> **INSTRUCTIONS FOR THE TASK**
Only an exact repetition of all the entries will be accepted.

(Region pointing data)
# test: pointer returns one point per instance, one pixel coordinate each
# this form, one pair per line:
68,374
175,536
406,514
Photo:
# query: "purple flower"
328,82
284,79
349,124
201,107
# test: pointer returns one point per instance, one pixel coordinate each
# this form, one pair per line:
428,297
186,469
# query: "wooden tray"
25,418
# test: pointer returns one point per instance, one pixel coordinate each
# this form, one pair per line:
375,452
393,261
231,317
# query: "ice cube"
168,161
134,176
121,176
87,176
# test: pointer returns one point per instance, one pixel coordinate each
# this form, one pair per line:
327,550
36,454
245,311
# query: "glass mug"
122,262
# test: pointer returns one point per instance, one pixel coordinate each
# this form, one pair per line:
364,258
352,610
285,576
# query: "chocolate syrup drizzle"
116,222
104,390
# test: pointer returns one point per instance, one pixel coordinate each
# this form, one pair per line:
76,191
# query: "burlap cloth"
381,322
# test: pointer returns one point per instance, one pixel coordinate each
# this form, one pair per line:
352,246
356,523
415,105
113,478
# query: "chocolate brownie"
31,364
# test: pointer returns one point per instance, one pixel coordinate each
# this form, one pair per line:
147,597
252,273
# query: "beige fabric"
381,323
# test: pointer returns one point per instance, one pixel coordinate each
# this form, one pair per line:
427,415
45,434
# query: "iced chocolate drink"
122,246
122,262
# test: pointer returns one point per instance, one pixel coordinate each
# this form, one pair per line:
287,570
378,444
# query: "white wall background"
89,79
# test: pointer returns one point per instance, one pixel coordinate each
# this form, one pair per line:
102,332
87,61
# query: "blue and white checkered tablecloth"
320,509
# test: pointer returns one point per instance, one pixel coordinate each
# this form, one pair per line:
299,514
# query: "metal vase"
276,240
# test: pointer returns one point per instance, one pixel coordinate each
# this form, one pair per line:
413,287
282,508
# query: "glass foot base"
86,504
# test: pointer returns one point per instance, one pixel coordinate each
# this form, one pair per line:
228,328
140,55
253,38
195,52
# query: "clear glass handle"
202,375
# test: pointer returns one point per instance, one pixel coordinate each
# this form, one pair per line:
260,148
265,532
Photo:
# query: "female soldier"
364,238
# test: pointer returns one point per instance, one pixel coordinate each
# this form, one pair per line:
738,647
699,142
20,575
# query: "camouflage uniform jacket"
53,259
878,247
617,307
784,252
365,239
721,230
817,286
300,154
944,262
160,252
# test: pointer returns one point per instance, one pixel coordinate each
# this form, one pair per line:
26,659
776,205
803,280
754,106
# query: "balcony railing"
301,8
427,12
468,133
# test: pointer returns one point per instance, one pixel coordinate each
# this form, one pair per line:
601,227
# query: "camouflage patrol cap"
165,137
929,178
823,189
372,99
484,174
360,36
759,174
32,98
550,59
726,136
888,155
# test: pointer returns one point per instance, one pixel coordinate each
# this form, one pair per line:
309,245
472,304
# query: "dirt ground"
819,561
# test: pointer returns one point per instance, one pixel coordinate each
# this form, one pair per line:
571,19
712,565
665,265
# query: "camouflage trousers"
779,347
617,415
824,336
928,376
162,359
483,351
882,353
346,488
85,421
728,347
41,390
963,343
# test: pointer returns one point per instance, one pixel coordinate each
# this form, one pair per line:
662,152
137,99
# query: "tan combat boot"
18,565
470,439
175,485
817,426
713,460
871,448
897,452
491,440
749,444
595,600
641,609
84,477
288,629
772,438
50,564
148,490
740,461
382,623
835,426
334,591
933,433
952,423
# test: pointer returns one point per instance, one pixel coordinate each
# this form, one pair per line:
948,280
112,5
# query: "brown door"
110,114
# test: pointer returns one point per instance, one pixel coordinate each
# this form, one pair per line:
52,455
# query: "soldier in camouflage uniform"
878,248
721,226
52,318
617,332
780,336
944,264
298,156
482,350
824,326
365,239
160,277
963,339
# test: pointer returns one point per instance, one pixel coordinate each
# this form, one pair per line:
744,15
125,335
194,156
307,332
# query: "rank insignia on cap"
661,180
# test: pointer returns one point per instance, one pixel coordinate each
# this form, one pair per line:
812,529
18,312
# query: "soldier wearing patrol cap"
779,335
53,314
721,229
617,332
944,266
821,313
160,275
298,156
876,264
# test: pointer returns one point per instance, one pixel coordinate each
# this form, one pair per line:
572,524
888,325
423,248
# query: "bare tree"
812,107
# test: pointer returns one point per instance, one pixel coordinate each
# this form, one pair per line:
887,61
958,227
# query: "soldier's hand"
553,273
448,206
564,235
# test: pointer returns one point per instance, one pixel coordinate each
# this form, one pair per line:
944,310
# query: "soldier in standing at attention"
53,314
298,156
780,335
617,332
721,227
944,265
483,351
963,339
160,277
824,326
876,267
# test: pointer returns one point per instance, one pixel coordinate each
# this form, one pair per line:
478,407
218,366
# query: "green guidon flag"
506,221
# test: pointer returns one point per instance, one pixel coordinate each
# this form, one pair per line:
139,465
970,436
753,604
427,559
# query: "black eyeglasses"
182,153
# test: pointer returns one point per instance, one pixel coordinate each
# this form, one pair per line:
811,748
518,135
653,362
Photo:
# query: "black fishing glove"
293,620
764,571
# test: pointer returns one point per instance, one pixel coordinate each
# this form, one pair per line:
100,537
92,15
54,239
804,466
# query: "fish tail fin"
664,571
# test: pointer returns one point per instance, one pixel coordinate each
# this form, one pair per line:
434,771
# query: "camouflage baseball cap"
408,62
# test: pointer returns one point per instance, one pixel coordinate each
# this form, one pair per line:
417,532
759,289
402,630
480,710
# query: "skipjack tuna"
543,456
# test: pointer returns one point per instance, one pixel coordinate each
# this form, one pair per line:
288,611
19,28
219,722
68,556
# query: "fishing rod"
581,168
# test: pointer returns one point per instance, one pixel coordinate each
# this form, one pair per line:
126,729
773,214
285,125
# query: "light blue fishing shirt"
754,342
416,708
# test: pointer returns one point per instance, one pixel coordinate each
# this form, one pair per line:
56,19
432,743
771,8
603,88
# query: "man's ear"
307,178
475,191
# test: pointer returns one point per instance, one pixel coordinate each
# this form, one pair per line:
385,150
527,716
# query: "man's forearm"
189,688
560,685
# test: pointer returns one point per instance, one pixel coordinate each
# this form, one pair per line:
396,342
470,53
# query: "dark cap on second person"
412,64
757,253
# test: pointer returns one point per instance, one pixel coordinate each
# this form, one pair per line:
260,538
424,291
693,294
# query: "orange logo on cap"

> **ANSWER BOX**
# test: pointer returns one point per instance, one pixel coordinate each
# this form, one pair per line:
68,374
175,536
406,514
Photo:
# query: "purple flower"
328,82
284,79
349,124
201,107
# test: pointer returns one point per instance, one pixel coordinate each
# this form, one pair per line:
428,297
186,469
# query: "wooden tray"
25,418
# test: pointer returns one point per instance, one pixel coordinate each
# this form, one pair per line:
375,452
393,261
231,317
# query: "ice cube"
168,161
134,176
121,176
87,176
# test: pointer returns one point per instance, one pixel coordinate each
# this form, one pair per line:
327,550
36,454
245,311
# query: "glass mug"
122,262
# test: pointer returns one point per instance, one pixel coordinate each
# this form, one pair per line:
364,258
352,610
285,576
# query: "chocolate syrup drizzle"
116,222
104,390
# test: pointer returns one point per instance, one pixel coordinate each
# this form, one pair per line:
76,191
# query: "burlap cloth"
381,322
# test: pointer returns one point per instance, one pixel coordinate each
# this form, one pair per line:
352,246
356,523
415,105
113,478
# query: "chocolate brownie"
31,364
# test: pointer returns one point per instance, one pixel coordinate each
# this form, one pair per line:
147,597
252,273
# query: "beige fabric"
381,323
# test: pointer returns one point per instance, one pixel coordinate each
# this form, one pair per line:
427,415
45,434
# query: "iced chocolate drink"
122,246
122,262
# test: pointer returns one point per instance, one pixel coordinate each
# this form, one pair per line:
287,570
378,444
# query: "white wall background"
89,79
# test: pointer returns one point per instance, one pixel coordinate each
# this form, one pair per line:
102,332
87,61
# query: "blue and white checkered tablecloth"
320,509
# test: pointer returns one point per instance, one pixel coordinate each
# this form, one pair per line:
299,514
# query: "metal vase"
276,240
# test: pointer returns one point per instance, one pixel coordinate each
# this form, one pair per line:
413,287
282,508
# query: "glass foot base"
86,504
# test: pointer returns one point per instance, one pixel coordinate each
# this form, one pair per line:
228,328
140,55
253,38
195,52
# query: "clear glass handle"
202,375
# test: pointer returns one point per instance, one pixel coordinate each
# this form, one pair per line:
260,148
265,532
Photo:
# query: "female soldier"
364,238
# test: pointer returns one point per instance, one pixel coordinate each
# this form, one pair per line:
738,647
699,142
20,575
# query: "camouflage uniform jacket"
53,259
878,247
617,307
784,252
365,239
721,230
817,286
300,154
944,262
160,252
# test: pointer returns one point per instance, one pixel coordinate each
# this form, one pair per line:
26,659
776,205
803,280
754,106
# query: "balcony railing"
301,8
427,12
468,133
# test: pointer returns one point per instance, one pixel coordinate each
# this form, one pair per line:
601,227
# query: "camouflage patrol cap"
165,137
929,178
823,189
372,99
484,174
360,36
759,174
32,98
550,59
726,136
888,155
# test: pointer returns one point per instance, one pixel coordinate each
# this form, one pair per line:
309,245
472,304
# query: "dirt ground"
819,561
# test: pointer returns one point per instance, one pixel coordinate each
# this form, one pair per line:
571,19
712,565
665,265
# query: "camouflage trousers"
779,347
617,415
824,336
928,376
162,359
483,351
882,353
346,488
85,421
728,347
41,390
963,343
# test: pointer returns one point per instance, one pixel coordinate each
# this form, one pair per line:
662,152
137,99
# query: "tan combat boot"
18,565
470,439
175,485
817,426
713,460
871,448
897,452
491,440
749,444
595,600
641,609
84,477
288,629
772,438
50,564
148,490
740,461
382,623
835,426
334,591
933,433
952,423
# test: pointer returns one point per instance, one pixel coordinate each
# this form, one pair per line:
948,280
112,5
# query: "brown door"
110,114
# test: pointer returns one point per instance, one pixel coordinate each
# this form, one pair per line:
52,455
# query: "soldier in camouflage uniform"
878,248
721,226
52,318
617,332
780,336
944,264
298,156
482,350
824,326
365,239
160,277
963,339
# test: pointer returns one point per instance, one pixel coordinate each
# this form, one pair per line:
744,15
125,335
194,156
307,332
# query: "rank insignia on cap"
661,180
# test: pointer returns one point per instance, one pixel coordinate each
# this form, one pair per line:
812,529
18,312
# query: "soldier wearing patrol cap"
779,335
53,314
721,229
617,332
944,266
821,313
160,275
298,156
876,264
# test: pointer returns one point per instance, one pixel coordinate each
# this form, one pair per line:
572,524
888,325
423,248
# query: "bare tree"
812,107
# test: pointer returns one point per instance, one pixel coordinate each
# this form, one pair per line:
887,61
958,227
# query: "soldier's hand"
553,273
448,206
564,235
# test: pointer returns one point per instance, one pixel coordinate each
# this form, one pair per line:
944,310
# query: "soldier in standing at attention"
53,314
298,156
780,335
617,332
721,227
944,265
483,351
963,339
160,277
824,326
876,267
# test: pointer returns one point per instance, one pixel coordinate each
# this form, one pair per line:
478,407
218,366
# query: "green guidon flag"
506,221
# test: pointer returns one point per instance, one pixel coordinate each
# this form, one pair per line:
139,465
970,436
753,604
427,559
# query: "black eyeglasses"
182,153
# test: pointer returns one point per instance, one pixel coordinate each
# this form, one pair per line:
811,748
518,135
653,362
Photo:
# query: "black fishing glove"
293,620
764,571
# test: pointer returns one point per instance, one pixel coordinate each
# this form, one pair per line:
100,537
92,15
54,239
804,466
# query: "fish tail fin"
664,571
# test: pointer returns one point per instance, one pixel coordinate each
# this form, one pair per line:
434,771
# query: "camouflage baseball cap"
408,62
# test: pointer returns one point per instance, one pixel coordinate each
# this form, one pair per line:
417,532
759,289
402,630
480,710
# query: "skipjack tuna"
543,456
# test: pointer returns one point per instance, one pixel coordinate each
# this form, one pair per line:
288,611
19,28
219,722
68,556
# query: "fishing rod"
581,168
# test: pointer returns one point per instance, one pixel coordinate each
# this form, one pair per line:
126,729
773,214
285,125
# query: "light blue fishing shirt"
754,342
416,708
# test: pointer returns one point per instance, one pixel coordinate each
# this form, one pair per line:
56,19
432,743
771,8
603,88
# query: "man's ear"
307,178
475,191
# test: pointer returns one point per instance, one pixel coordinate each
# this form, one pair per line:
385,150
527,716
# query: "man's forearm"
189,688
560,685
# test: pointer returns one point per instance, one pixel coordinate each
# this form, one pair per line:
396,342
470,53
# query: "dark cap on second person"
412,64
757,253
# test: pointer returns one point per instance, one pixel coordinate each
# this form, one pair per line:
260,538
424,291
693,294
# query: "orange logo on cap"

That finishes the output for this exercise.